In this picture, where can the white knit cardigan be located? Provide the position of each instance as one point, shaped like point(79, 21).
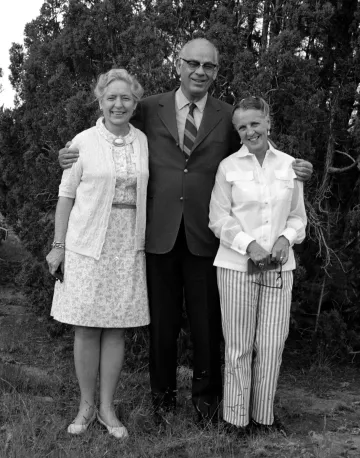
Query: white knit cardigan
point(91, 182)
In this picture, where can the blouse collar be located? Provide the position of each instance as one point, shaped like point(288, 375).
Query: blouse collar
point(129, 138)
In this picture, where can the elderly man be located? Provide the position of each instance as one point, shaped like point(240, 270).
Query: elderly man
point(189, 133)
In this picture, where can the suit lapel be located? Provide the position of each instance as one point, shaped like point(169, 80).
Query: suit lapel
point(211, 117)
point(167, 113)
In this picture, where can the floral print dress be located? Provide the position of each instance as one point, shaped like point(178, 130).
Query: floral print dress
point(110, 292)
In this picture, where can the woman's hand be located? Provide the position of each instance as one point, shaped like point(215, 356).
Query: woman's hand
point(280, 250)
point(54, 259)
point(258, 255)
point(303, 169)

──────────────────────────────

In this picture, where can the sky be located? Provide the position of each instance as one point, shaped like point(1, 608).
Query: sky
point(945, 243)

──────────────────────────────

__What you need to do__
Please set out the entries from the line with "In this picture, where can the white" to the line with "point(110, 292)", both included, as a numbered list. Skip any blank lines and leave out the pictures.

__Response__
1. In this picture, where can the white knit cardigan be located? Provide the position of each instance as one point, shaped like point(79, 21).
2. Query: white knit cardigan
3. point(91, 182)
4. In this picture, where can the blouse collar be located? Provide the position of each instance as one point, shaped like point(288, 375).
5. Query: blouse collar
6. point(129, 138)
7. In this picture, where can the elderly man be located? Provide the position of each instance as one point, shaped like point(240, 270).
8. Query: elderly man
9. point(189, 133)
10. In this picture, where can the suit lapel be located? Provide the position of each instance as one point, shaped like point(169, 80).
11. Query: suit lapel
12. point(211, 117)
13. point(167, 113)
14. In this picture, where can the floral print dress be located? Provide the position of each instance as one point, shaped like point(178, 130).
15. Query: floral print dress
16. point(110, 292)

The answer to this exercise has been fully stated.